#### [EXTRAIT DE PAGE]
---

Le débat de société sur l’élevage doit être analysé comme une controverse, c’est-à-dire un conflit triadique opposant, dans ce cas-là, ceux qui remettent en cause l’élevage (pour schématiser : les associations de protection animale, environnementale…) et ceux qui le défendent (filières), devant un public jouant le rôle d'arbitre (les pouvoirs publics, et au-delà les distributeurs, les consommateurs). L’enjeu est pour les deux adversaires de rallier ce public à sa cause, par l’argumentation, mais aussi par diverses stratégies (discréditation, contrôle de l’image, concertations…) (Van Tilbeurgh, 2017).

II.1. De l’obligation réglementaire à l’incitation

La protection animale et environnementale est réglementairement assurée par des normes qui fixent "à un moment donné, un compromis acceptable par l’ensemble du corps social" (van Tilbeurgh, op.cit.). Dans un marché commun, ces normes réglementaires sont définies à l’échelle européenne pour éviter les distorsions de concurrence. Dans les pays comme l’Espagne et l’Italie, où l’agriculture ne constitue pas, ou très peu, un sujet politique, le cadre réglementaire national se limite à l’application de ces textes européens. Mais d’autres pays, comme les Pays-Bas, l’Allemagne et le Danemark, du fait d’une sensibilité plus forte de leur population, imposent des normes plus strictes (plus de place par porc en Allemagne et aux Pays-Bas, épointage du bec interdit au Danemark…).

---

#### [Entrées du jeu de données]
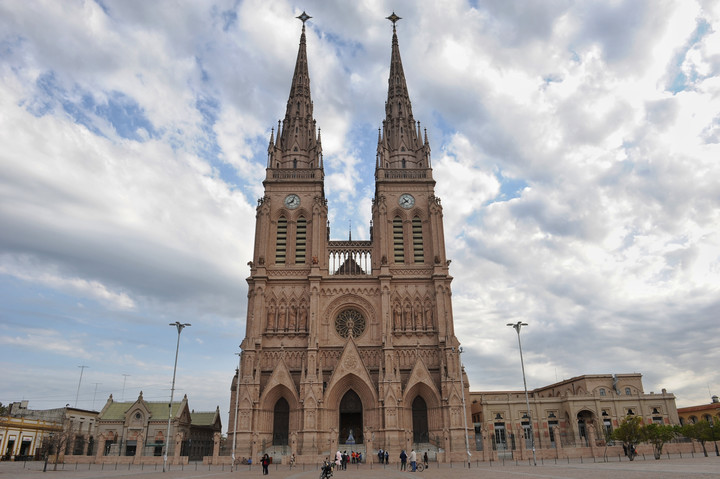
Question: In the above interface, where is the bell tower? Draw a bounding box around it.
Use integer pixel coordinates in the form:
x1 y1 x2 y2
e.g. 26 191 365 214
228 12 471 463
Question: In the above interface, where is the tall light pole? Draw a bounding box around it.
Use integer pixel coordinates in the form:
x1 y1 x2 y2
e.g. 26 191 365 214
453 347 472 469
230 346 242 472
163 321 192 472
121 374 130 401
74 366 90 407
507 321 537 466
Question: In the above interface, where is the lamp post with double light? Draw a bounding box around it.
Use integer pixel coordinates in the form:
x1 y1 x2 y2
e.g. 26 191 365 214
163 321 192 472
230 346 242 472
452 347 472 469
507 321 537 466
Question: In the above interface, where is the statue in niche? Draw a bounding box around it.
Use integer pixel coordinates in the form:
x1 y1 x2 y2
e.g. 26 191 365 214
268 305 275 331
278 304 287 331
298 305 307 331
288 306 297 331
425 304 434 330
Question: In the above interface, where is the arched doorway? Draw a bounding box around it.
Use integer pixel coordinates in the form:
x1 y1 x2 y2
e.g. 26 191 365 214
577 409 595 446
338 389 363 444
412 396 430 443
273 398 290 446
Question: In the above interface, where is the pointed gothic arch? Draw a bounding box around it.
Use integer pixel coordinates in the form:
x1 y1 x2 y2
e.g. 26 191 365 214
272 397 290 446
412 394 430 443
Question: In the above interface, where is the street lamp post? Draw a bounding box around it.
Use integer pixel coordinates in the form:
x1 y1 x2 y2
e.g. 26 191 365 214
453 347 472 469
163 321 192 472
230 352 242 472
74 366 90 407
710 417 720 456
507 321 537 466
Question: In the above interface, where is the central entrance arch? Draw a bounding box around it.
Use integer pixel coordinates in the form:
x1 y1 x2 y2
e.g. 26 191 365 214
412 396 430 443
338 389 363 444
273 397 290 446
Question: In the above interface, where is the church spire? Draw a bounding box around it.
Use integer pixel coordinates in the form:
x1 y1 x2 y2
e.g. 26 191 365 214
268 12 322 169
377 12 430 172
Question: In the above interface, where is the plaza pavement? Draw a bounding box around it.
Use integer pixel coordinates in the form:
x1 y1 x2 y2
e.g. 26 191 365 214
0 455 720 479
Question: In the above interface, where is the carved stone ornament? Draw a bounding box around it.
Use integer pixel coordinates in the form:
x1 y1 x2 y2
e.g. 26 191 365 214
335 309 365 338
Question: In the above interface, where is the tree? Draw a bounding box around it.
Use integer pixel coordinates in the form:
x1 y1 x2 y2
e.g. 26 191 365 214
680 419 720 457
643 423 678 459
610 416 645 461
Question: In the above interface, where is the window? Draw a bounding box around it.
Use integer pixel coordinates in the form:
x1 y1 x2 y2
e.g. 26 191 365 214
275 216 287 264
295 216 307 264
494 422 507 451
548 421 558 447
413 216 425 263
521 420 532 449
603 419 612 438
393 216 405 263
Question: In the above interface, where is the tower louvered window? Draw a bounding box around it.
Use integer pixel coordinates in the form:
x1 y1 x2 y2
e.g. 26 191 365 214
275 216 287 264
393 216 405 263
295 216 307 264
413 216 425 263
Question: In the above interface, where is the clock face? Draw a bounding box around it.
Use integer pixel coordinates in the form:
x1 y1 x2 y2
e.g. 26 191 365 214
285 195 300 210
398 193 415 209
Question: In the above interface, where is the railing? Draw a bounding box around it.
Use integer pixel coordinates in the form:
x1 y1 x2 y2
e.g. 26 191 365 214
378 168 429 180
328 241 372 276
270 168 317 180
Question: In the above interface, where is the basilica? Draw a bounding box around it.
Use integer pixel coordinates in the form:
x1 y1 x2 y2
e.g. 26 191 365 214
228 12 474 462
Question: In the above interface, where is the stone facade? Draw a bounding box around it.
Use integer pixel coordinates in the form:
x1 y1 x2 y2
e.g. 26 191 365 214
678 396 720 424
470 373 679 460
96 392 222 464
228 15 473 462
0 401 98 459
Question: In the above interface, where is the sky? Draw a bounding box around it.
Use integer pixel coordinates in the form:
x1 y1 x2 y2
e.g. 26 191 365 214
0 0 720 428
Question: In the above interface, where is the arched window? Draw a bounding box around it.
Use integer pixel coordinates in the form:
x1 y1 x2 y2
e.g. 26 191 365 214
393 216 405 263
295 216 307 264
413 216 425 263
275 216 287 264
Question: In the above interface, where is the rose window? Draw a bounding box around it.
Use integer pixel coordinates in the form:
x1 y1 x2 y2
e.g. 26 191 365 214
335 309 365 338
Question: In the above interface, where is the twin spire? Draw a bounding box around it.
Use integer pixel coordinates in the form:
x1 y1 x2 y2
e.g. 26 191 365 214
267 12 430 173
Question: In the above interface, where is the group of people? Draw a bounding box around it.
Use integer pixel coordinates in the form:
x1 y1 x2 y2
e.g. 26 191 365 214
400 449 428 472
335 451 362 470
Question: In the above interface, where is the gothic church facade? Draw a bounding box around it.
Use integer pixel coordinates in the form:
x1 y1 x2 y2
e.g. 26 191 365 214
228 12 474 462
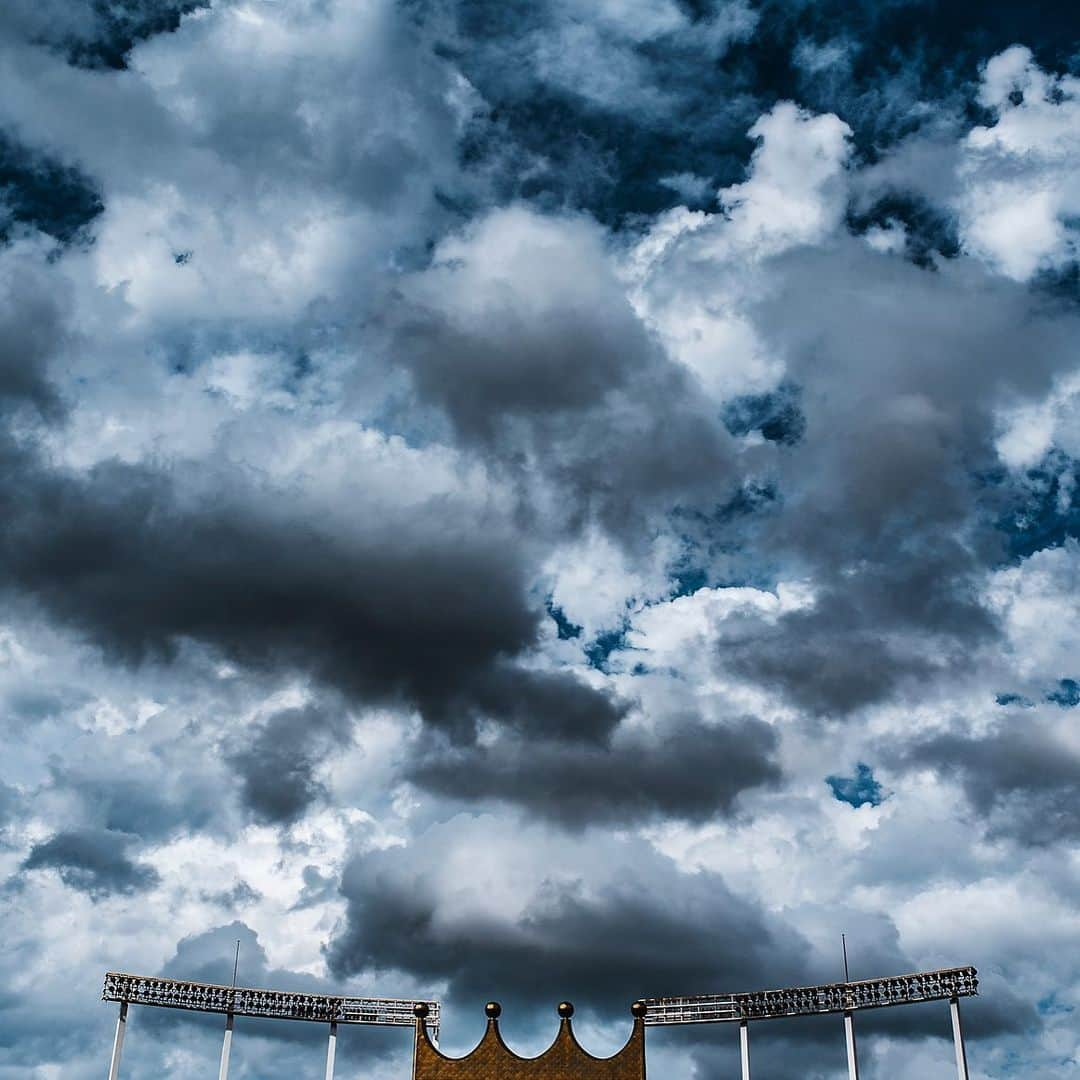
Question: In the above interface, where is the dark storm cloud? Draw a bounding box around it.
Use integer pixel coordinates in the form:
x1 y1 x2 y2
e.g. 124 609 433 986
229 706 349 825
23 828 159 900
328 819 807 1016
388 207 737 539
415 0 1080 221
0 438 619 739
410 718 780 829
44 732 231 843
708 242 1080 714
892 712 1080 846
0 0 210 69
0 131 105 243
0 251 69 420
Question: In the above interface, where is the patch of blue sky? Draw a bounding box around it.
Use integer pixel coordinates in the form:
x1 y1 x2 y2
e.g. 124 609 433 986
1047 678 1080 708
994 691 1035 708
825 761 885 809
544 596 582 642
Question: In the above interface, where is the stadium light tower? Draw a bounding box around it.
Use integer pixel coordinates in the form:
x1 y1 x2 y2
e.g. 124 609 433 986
102 971 440 1080
643 968 978 1080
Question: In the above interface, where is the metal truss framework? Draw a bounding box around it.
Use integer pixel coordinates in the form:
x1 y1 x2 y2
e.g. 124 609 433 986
644 968 978 1024
102 971 438 1080
102 971 438 1037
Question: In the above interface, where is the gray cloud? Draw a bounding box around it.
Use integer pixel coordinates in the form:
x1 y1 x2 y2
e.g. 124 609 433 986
893 718 1080 846
410 718 780 829
229 706 349 825
328 818 807 1015
23 828 159 900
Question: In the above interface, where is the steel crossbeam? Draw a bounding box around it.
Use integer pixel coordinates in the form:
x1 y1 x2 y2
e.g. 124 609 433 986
644 968 978 1025
102 971 440 1037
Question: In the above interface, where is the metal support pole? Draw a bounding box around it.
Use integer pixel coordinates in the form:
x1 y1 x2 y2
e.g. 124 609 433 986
948 995 968 1080
326 1021 337 1080
109 1001 127 1080
843 1010 859 1080
217 1013 233 1080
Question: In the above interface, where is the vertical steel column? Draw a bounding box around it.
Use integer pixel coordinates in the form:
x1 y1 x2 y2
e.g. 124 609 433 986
739 1020 750 1080
843 1009 859 1080
217 1013 233 1080
326 1020 337 1080
948 994 968 1080
109 1001 127 1080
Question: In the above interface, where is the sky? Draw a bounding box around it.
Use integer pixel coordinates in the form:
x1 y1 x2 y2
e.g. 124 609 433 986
0 0 1080 1080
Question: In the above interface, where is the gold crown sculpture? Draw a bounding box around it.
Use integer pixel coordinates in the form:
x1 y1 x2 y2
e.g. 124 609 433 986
413 1001 645 1080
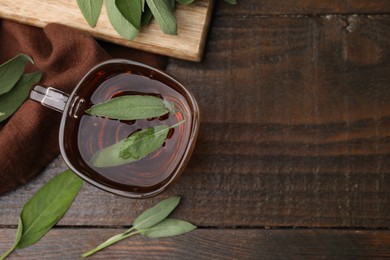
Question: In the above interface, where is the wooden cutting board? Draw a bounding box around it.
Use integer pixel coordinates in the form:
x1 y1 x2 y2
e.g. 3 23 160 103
0 0 213 61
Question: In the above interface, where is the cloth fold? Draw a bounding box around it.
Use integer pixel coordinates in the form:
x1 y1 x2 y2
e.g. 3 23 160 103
0 20 166 194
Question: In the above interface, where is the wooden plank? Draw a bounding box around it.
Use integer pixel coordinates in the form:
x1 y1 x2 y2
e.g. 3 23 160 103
215 0 390 16
0 228 390 260
0 16 390 228
0 0 213 61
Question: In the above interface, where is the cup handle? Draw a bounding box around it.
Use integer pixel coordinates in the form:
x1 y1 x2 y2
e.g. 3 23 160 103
30 85 69 113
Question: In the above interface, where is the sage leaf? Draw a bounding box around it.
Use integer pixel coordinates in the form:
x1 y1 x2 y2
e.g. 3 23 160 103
15 170 83 248
146 0 177 35
77 0 103 28
115 0 143 30
0 72 42 122
141 5 153 25
0 217 23 260
0 54 34 95
90 120 185 168
105 0 138 40
141 218 196 238
133 196 180 230
85 95 169 120
176 0 194 5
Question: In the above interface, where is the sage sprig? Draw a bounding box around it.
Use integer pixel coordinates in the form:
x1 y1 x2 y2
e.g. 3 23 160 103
0 170 83 260
82 196 196 257
0 54 42 122
77 0 237 40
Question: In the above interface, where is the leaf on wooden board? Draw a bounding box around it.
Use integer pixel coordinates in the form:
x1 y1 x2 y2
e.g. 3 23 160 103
85 95 169 120
0 54 34 95
0 72 42 122
105 0 138 40
141 218 196 238
15 170 83 248
146 0 177 35
77 0 103 28
115 0 143 30
176 0 194 5
133 196 180 230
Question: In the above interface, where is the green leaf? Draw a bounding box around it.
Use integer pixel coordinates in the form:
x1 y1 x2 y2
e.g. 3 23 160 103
133 196 180 230
90 120 185 168
77 0 103 28
0 72 42 122
85 95 169 120
141 5 153 25
176 0 194 5
16 170 83 248
115 0 143 30
0 217 23 260
146 0 177 35
106 0 138 40
141 218 196 238
0 54 34 95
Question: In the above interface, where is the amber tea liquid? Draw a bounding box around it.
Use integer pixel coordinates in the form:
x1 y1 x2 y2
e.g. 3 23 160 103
64 64 193 196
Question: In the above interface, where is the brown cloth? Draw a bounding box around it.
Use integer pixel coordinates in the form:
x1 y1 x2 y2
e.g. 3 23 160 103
0 20 166 194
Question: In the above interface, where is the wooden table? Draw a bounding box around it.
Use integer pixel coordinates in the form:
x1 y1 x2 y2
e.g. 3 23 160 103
0 0 390 259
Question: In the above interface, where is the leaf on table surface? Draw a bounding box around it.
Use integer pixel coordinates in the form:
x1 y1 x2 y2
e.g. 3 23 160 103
0 72 42 122
16 170 83 248
85 95 169 120
141 218 196 238
0 54 34 95
133 196 180 230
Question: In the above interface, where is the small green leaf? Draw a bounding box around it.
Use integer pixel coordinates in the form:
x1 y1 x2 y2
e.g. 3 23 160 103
141 5 153 25
141 218 196 238
133 196 180 230
106 0 138 40
146 0 177 35
0 72 42 122
16 170 83 248
77 0 103 28
115 0 143 30
176 0 194 5
90 120 185 168
0 54 34 95
85 95 169 120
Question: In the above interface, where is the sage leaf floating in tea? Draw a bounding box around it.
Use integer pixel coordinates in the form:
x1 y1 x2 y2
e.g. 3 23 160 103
85 95 169 120
115 0 144 30
146 0 177 35
105 0 138 40
0 54 34 95
82 196 196 257
0 170 83 259
133 196 180 230
77 0 103 28
0 72 42 122
90 120 185 167
140 218 196 238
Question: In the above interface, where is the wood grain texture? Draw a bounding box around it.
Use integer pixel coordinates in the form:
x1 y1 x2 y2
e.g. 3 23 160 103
0 229 390 260
0 16 390 228
0 0 213 61
216 0 390 16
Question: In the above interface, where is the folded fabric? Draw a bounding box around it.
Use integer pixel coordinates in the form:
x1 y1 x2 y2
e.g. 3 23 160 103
0 20 166 194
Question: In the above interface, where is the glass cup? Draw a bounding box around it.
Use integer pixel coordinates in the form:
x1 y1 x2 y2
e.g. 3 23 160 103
30 59 199 198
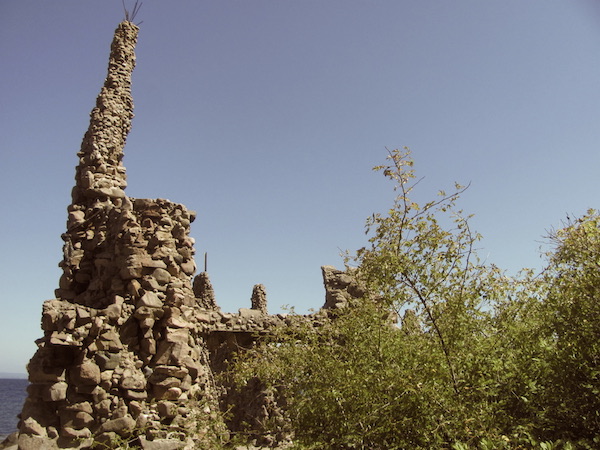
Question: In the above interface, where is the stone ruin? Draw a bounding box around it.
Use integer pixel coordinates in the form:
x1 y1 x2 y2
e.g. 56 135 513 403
0 21 364 450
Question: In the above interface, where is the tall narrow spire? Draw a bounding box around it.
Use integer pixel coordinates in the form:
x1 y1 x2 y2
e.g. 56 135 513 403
56 21 139 307
73 21 139 203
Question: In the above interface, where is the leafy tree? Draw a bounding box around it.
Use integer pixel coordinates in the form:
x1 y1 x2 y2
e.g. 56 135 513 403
544 210 600 444
234 149 600 450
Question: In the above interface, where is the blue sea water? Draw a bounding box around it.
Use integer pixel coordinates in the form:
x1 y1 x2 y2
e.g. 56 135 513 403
0 378 29 442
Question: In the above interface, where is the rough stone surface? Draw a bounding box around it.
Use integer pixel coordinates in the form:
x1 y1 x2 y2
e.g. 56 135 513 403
15 21 364 450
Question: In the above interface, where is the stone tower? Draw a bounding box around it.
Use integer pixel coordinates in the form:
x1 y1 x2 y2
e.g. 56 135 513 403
18 21 223 449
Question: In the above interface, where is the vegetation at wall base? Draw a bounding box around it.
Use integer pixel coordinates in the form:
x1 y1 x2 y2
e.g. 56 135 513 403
233 149 600 450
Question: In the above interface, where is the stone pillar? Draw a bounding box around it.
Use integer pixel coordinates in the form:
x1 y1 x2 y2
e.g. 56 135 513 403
56 21 139 307
193 272 219 309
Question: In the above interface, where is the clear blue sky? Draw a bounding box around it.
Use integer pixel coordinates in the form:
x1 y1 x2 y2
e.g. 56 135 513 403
0 0 600 372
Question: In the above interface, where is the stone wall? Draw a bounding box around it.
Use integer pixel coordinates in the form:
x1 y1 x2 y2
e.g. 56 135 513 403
9 21 364 450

---

#### [TRAVAIL DEMANDÉ]
Réécrivez le passage de l'extrait sur le débat autour de l'élevage qui commence aux mots "La protection animale" et s'arrête après "interdit au Danemark…).", en substituant "Suède" à "Danemark".

#### [RÉPONSE]
La protection animale et environnementale est réglementairement assurée par des normes qui fixent "à un moment donné, un compromis acceptable par l’ensemble du corps social" (van Tilbeurgh, op.cit.). Dans un marché commun, ces normes réglementaires sont définies à l’échelle européenne pour éviter les distorsions de concurrence. Dans les pays comme l’Espagne et l’Italie, où l’agriculture ne constitue pas, ou très peu, un sujet politique, le cadre réglementaire national se limite à l’application de ces textes européens. Mais d’autres pays, comme les Pays-Bas, l’Allemagne et le Suède, du fait d’une sensibilité plus forte de leur population, imposent des normes plus strictes (plus de place par porc en Allemagne et aux Pays-Bas, épointage du bec interdit au Suède…).